• _What you need to do_
1. In the venture capital article, where is Race Capital based?
2. Pick up the venture capital article after its final sentence and keep writing.

• _Document text_

···

Edith Yeung, general partner at Race Capital, and Larry Aschebrook, founder and managing partner of G Squared, speak during a CNBC-moderated panel at Web Summit 2024 in Lisbon, Portugal.

Rita Franca | Nurphoto | Getty Images

LISBON, Portugal — It’s a tough time for the venture capital industry right now as a dearth of blockbuster initial public offerings and M&A activity has sucked liquidity from the market, while buzzy artificial intelligence startups dominate attention.

At the Web Summit tech conference in Lisbon, two venture investors — whose portfolios include the likes of multibillion-dollar AI startups Databricks Anthropic and Groq — said things have become much more difficult as they’re unable to cash out of some of their long-term bets.

“In the U.S., when you talk about the presidential election, it’s the economy stupid. And in the VC world, it’s really all about liquidity stupid,” Edith Yeung, general partner at Race Capital, an early-stage VC firm based in Silicon Valley, said in a CNBC-moderated panel earlier this week.

Liquidity is the holy grail for VCs, startup founders and early employees as it gives them a chance to realize gains — or, if things turn south, losses — on their investments.

When a VC makes an equity investment and the value of their stake increases, it’s only a gain on paper. But when a startup IPOs or sells to another company, their equity stake gets converted into hard cash — enabling them to make new investments.

Yeung said the lack of IPOs over the last couple of years had created a “really tough” environment for venture capital.

···

• _Data extracts_
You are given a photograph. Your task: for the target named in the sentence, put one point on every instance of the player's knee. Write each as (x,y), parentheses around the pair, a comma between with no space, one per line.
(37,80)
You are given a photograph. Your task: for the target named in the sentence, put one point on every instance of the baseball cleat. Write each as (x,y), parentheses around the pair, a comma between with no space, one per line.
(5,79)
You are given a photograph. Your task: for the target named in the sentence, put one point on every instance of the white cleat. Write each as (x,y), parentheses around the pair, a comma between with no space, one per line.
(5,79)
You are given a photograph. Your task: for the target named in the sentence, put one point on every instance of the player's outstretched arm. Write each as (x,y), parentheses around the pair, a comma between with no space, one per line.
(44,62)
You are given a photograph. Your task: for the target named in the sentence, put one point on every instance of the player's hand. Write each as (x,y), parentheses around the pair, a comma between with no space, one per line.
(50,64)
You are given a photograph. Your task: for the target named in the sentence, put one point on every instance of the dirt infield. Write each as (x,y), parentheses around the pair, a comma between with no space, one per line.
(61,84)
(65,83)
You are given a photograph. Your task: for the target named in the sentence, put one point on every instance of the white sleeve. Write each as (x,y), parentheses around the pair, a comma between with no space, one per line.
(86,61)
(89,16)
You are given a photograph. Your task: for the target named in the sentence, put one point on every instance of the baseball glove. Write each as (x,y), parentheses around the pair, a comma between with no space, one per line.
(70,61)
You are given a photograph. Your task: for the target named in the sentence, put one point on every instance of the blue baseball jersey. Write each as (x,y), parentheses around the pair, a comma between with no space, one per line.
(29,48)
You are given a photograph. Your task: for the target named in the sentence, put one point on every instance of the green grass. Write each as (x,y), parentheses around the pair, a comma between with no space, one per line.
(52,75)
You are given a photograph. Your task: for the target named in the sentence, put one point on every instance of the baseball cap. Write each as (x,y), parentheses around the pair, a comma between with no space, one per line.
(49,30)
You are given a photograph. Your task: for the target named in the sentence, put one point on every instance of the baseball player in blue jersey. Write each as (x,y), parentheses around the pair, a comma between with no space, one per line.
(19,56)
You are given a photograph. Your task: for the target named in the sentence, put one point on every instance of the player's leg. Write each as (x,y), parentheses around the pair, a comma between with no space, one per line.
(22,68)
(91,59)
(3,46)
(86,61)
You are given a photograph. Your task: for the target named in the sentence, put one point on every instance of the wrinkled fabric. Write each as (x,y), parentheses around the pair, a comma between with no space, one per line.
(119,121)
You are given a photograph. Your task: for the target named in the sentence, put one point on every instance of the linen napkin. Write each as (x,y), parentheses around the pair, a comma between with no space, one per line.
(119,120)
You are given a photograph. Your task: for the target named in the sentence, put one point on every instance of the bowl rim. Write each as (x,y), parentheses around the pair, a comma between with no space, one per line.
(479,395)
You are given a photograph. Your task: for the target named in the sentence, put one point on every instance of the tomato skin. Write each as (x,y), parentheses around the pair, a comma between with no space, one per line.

···

• _Responses to the exercise_
1. Silicon Valley.

2.
At the same, however, there’s been a rush from investors to get into buzzy AI firms.

“What’s really crazy is in the last few years, OpenAI’s domination has really been determined by Big Techs, the Microsofts of the world,” said Yeung, referring to ChatGPT-creator OpenAI’s seismic $157 billion valuation. OpenAI is backed by Microsoft, which has made a multibillion-dollar investment in the firm.

‘The IPO market is not happening’

Larry Aschebrook, founder and managing partner at late-stage VC firm G Squared, agreed that the hunt for liquidity is getting harder — even though the likes of OpenAI are seeing blockbuster funding rounds, which he called “a bit nuts.”

“You have funds and founders and employees searching for liquidity because the IPO market is not happening. And then you have funding rounds taking place of generational types of businesses,” Aschebrook said on the panel.

As important as these deals are, Aschebrook suggested they aren’t helping investors because even more money is getting tied up in illiquid, privately owned shares. G Squared itself an early backer of Anthropic, a foundational AI model startup competing with Microsoft-backed OpenAI.

Using a cooking analogy, Aschebrook suggested that venture capitalists are being starved of lucrative share sales which would lead to them realizing returns. “If you want to cook some dinner, you better sell some stock, ” he added.